◆ **Work instructions**: In the article about discarded donor kidneys, copy word for word the passage that begins with the words "Published in Health" and ends with "transplant, the study found.".

** Opening Selected extract block **

Mari A. Schaefer, The Philadelphia Inquirer on

Published in Health & Fitness

There are about 90,000 Americans currently awaiting a kidney and about 5,000 American die each year while waiting for a transplant, the study found.

Yet, every year about 3,500 donated kidneys in the U.S. are discarded, the study found. The problem is global. About 3,000 Europeans die each year while waiting for kidneys.

During the study period the U.S. discarded about 18% of the "lower rated" kidneys, about twice the discard rate in France.

"We certainly have a major shortage of organs," said Reese. "But surprisingly we still discard a lot of kidneys that are donated -- about 20% a year."

About one-third of the people needing a transplant are over age 60, a proportion that has steadily risen. Yet U.S. practice is not to use kidneys from deceased donors in the same age bracket.

The study did not look at practices regarding live donors, Reese said.

Reese says kidney transplant centers, facing regulatory scrutiny from federal agencies, would rather avoid the potential risk of using an older kidney.

** Closing Selected extract block **
** Opening Information supplied block **

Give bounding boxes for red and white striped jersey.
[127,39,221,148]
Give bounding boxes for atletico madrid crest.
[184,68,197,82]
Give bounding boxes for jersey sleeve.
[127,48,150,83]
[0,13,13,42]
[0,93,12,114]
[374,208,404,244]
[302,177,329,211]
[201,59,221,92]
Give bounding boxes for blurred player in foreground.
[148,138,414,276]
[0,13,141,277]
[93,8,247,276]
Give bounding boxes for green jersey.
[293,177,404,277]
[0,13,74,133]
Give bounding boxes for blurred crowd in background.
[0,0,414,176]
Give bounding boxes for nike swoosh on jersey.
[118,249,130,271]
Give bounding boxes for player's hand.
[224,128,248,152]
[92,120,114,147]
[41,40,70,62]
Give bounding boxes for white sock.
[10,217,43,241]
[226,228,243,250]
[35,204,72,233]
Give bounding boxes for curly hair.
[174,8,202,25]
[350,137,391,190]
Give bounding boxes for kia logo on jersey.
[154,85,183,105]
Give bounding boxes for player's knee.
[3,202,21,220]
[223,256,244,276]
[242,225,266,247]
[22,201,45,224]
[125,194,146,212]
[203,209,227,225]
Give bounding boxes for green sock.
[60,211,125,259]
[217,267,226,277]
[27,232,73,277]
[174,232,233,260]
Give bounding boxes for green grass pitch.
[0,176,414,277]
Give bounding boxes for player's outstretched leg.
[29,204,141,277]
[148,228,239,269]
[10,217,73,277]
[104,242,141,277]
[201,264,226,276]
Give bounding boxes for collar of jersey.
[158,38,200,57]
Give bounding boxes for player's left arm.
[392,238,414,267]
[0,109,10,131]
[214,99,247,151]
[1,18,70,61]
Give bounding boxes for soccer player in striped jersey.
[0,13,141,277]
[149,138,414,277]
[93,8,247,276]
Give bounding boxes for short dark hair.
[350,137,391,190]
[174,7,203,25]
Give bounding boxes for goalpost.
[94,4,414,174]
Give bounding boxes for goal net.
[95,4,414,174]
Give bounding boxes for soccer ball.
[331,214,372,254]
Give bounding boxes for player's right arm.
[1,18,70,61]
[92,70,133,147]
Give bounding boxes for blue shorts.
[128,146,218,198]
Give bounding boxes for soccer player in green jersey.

** Closing Information supplied block **
** Opening Information supplied block **

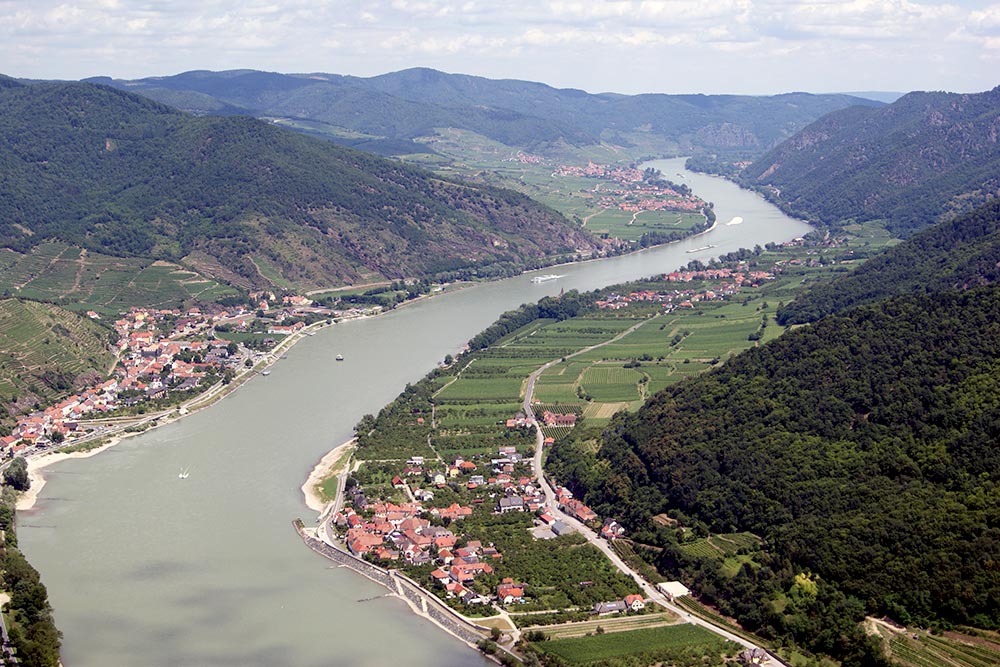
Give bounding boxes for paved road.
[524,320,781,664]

** Closing Information supplied block **
** Opening Information supplied block **

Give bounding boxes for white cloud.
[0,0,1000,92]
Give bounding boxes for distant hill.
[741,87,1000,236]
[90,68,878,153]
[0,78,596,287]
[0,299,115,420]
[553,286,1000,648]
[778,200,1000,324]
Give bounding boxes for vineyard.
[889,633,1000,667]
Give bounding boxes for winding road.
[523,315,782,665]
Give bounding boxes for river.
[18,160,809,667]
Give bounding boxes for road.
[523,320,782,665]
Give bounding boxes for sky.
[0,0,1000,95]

** Closing Information supplied block **

◆ **Response**:
Published in Health & Fitness

There are about 90,000 Americans currently awaiting a kidney and about 5,000 American die each year while waiting for a transplant, the study found.